Skip every picture and transcribe the remaining material exactly.

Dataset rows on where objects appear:
— BEGIN —

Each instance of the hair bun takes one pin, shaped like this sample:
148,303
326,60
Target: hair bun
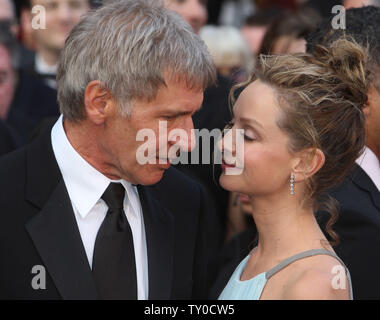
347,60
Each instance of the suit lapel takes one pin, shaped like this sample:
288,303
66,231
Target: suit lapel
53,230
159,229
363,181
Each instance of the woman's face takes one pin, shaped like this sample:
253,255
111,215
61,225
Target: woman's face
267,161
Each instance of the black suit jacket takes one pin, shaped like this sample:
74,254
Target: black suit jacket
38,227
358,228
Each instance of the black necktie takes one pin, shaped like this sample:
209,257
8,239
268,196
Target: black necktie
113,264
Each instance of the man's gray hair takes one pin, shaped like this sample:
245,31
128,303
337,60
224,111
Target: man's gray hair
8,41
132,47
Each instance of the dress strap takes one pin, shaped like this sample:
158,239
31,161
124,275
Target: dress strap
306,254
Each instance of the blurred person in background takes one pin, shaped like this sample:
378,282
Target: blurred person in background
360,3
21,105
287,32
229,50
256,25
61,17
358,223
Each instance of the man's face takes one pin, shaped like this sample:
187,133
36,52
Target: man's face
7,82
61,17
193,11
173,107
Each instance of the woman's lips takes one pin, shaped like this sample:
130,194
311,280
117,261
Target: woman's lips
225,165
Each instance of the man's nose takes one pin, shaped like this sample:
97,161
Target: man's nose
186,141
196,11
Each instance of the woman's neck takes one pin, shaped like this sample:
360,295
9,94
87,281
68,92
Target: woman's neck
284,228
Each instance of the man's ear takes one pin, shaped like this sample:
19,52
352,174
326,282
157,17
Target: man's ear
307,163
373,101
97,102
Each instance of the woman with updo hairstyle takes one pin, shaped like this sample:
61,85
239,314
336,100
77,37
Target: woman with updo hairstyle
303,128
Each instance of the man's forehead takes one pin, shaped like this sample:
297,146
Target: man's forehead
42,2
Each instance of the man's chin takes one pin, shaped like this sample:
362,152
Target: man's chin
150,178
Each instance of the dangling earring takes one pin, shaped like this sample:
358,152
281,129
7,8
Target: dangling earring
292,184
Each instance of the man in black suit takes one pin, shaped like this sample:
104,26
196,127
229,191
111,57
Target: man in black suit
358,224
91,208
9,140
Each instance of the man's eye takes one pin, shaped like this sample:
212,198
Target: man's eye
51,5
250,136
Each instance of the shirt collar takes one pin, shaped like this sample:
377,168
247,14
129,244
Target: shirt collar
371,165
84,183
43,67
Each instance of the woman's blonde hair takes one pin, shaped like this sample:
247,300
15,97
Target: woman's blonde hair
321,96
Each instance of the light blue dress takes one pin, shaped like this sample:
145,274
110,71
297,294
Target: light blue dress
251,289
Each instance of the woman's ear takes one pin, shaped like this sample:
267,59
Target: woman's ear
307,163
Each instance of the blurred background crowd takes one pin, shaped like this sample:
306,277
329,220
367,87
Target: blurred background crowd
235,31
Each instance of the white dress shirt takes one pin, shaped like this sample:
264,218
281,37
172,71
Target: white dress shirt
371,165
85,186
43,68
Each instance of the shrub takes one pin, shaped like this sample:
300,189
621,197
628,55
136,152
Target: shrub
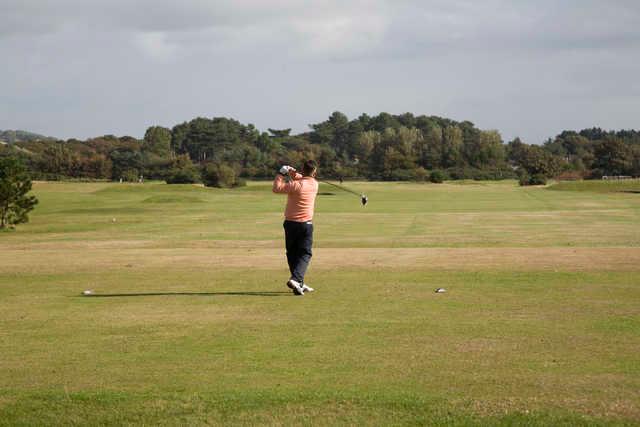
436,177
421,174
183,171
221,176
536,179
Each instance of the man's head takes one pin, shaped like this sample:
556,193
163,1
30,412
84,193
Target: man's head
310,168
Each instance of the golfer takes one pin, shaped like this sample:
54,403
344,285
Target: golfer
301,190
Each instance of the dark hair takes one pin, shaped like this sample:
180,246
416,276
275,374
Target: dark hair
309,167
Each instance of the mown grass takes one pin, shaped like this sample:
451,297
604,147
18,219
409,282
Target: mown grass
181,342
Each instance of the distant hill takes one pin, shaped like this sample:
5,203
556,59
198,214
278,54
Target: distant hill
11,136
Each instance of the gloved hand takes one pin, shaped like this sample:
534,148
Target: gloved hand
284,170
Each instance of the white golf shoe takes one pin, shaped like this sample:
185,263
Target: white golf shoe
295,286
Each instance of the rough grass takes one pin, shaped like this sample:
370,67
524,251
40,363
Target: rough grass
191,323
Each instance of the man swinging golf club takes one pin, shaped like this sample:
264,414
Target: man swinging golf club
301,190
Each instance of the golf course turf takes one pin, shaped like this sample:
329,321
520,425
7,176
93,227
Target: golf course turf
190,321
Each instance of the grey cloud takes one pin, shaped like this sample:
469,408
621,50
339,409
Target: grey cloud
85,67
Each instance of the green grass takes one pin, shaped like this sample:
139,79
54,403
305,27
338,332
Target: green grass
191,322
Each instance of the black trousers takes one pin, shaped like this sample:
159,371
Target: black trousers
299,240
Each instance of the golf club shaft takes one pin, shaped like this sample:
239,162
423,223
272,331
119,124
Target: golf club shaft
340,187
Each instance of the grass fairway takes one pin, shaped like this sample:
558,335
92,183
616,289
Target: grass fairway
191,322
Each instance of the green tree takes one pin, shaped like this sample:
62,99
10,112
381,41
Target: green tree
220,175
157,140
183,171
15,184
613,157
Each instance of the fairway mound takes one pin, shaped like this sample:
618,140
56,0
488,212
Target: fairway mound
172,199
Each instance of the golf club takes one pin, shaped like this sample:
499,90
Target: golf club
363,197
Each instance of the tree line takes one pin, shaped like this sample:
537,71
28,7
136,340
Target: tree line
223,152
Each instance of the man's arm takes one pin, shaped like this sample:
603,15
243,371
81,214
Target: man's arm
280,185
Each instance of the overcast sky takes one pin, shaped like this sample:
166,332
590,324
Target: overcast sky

— END —

Task output:
Each instance of the hair bun takes one pin, shaped like this sample:
148,303
326,60
Target: hair bun
347,60
Each instance of the suit lapel takes one pin, shaped like this sample:
288,303
66,231
Target: suit lapel
53,230
159,229
363,181
Each instance of the woman's face takes one pin, shaped like this sample:
253,255
111,215
61,225
Target: woman's face
267,161
Each instance of the black suit jacket takes one pin, shaped like this sample:
74,254
Target: black suit jacket
38,227
358,228
Each instance of the black necktie takes one pin, shaped like this sample:
209,257
8,239
268,196
Target: black necktie
113,264
Each instance of the man's gray hair takes one pin, shaped like this sample:
245,31
128,303
337,60
224,111
Target: man's gray hair
8,41
132,47
Each instance of the dress strap takes one pin, shaped like this sample:
158,239
31,161
124,275
Target: dress strap
306,254
Each instance of the blurred person in background takes one pin, shaped like this sample:
378,282
Target: blurred person in background
360,3
21,105
287,32
229,50
256,25
61,17
358,223
Each instance of the man's face takes one pin, shaped like this sample:
187,133
36,52
Target: man's face
7,82
61,17
193,11
173,107
Each instance of the woman's lips takes one pin, shaped like this sample:
130,194
311,280
117,261
Target: woman's lips
225,165
Each instance of the man's nose takes one pin, shaped like this sample:
97,161
Target: man's nose
186,141
196,11
Each instance of the woman's neck takes one pin, shaped like this sample:
360,295
9,94
87,281
68,92
Target: woman's neck
284,228
Each instance of the man's ear takes one pin, shaped like this sample:
19,52
352,174
326,282
157,17
Target: man's ear
307,163
373,101
97,102
Each instance of the woman with updo hairstyle takes one pin, shaped like this sample:
61,85
239,314
336,100
77,37
Target: woman with updo hairstyle
303,128
Each instance of the man's forehead takes one pin, shaped like this sample:
297,146
Target: man's forehead
42,2
Each instance of the man's chin takes one pin, shaped like this sample:
362,152
Target: man's chin
150,178
Each instance of the dangling earring takes one pin, shaped like this sample:
358,152
281,129
7,8
Target: dangling earring
292,184
Each instance of the man in black suit takes one pin, shaped like this sample:
104,26
196,127
229,191
111,57
Target: man in black suit
358,224
91,208
9,140
Each instance of the man's eye takes one pin, shaped like this sample:
212,198
Target: man's eye
51,5
250,136
Each instance of the shirt collar takes one pin, shaped like this sample:
377,168
247,14
129,244
Target: shirt collar
371,165
84,183
43,67
Each instance of the woman's blonde hair takes one pin, shaped like this sample:
247,300
15,97
Target: woman's blonde hair
321,96
Each instance of the light blue dress takes one pin, shaped like this sample:
145,274
110,71
297,294
Target: light blue dress
251,289
Each instance of the woman's ear takes one pin, shaped like this sample:
267,59
Target: woman's ear
307,163
Each instance of the blurred background crowd takes one pin, shaped like this sample:
306,277
329,220
367,87
Target: blurred background crowd
235,31
Each instance of the white dress shirt takes one pin, shaped like this sample:
264,218
281,37
172,71
Target: white dress shirt
371,165
85,186
43,68
Each instance of the shrub takes one pin, shaped like this sample:
300,189
621,197
628,55
136,152
Target: shrub
436,177
421,174
183,171
221,176
536,179
Each instance of the man's head takes one pin, shaped like this sample:
556,193
163,1
30,412
84,193
Target: man's head
310,168
Each instance of the golfer takes one pin, shaped like this sample:
54,403
344,285
Target: golfer
301,190
Each instance of the dark hair takes one pin, shaped like this sample:
180,246
416,276
275,374
Target: dark hair
309,167
Each instance of the mown grass takes one pin, shaped like this sample:
451,297
604,147
18,219
409,282
Target: mown grass
181,342
Each instance of the distant hill takes one pin, shaped like this sample:
5,203
556,59
198,214
278,54
Target: distant hill
11,136
Each instance of the gloved hand takes one pin, shaped like this sample:
534,148
Target: gloved hand
284,170
Each instance of the white golf shoe takes one pin, shaped like this sample:
185,263
Target: white golf shoe
295,286
Each instance of the rough grass takes one pin, shaped like this sample:
370,67
524,251
40,363
Target: rough grass
191,323
Each instance of the man swinging golf club takes one pin, shaped like this sample:
264,414
Target: man swinging golf club
301,190
Each instance of the golf course turf takes one pin, shaped like this sample:
329,321
520,425
7,176
93,227
Target: golf course turf
190,321
Each instance of the grey cloud takes one pin, shaped like this sample:
469,408
621,50
339,409
Target: grey cloud
85,67
Each instance of the green grass takes one pin, shaped like this sample:
139,79
54,403
305,27
338,332
Target: green grass
191,322
Each instance of the black trousers takes one pin, shaped like this sample:
159,371
Target: black trousers
299,240
Each instance of the golf club shaft takes one pin, shaped like this sample:
239,162
423,223
272,331
119,124
Target: golf club shaft
340,187
Each instance of the grass fairway takes one pin, shaped like this sample:
558,335
92,183
616,289
Target: grass fairway
191,322
Each instance of the green tree takes one pin, shaped like this sample:
62,99
10,112
381,41
Target: green tree
220,175
157,140
183,171
15,184
613,157
Each instance of the fairway mound takes one pin, shaped like this sample:
618,140
56,0
488,212
Target: fairway mound
172,199
Each instance of the golf club takes one pin, shaped like this sample:
499,90
Target: golf club
363,197
Each instance of the tree line takes one pin, shaped like this sample:
537,71
28,7
136,340
Target: tree line
223,152
Each instance of the man's arm takes one pin, shaped like this sample:
603,15
243,371
81,214
Target: man's arm
280,185
Each instance of the overcast sky takes one pin, shaped like this sample:
166,332
590,324
Target: overcast sky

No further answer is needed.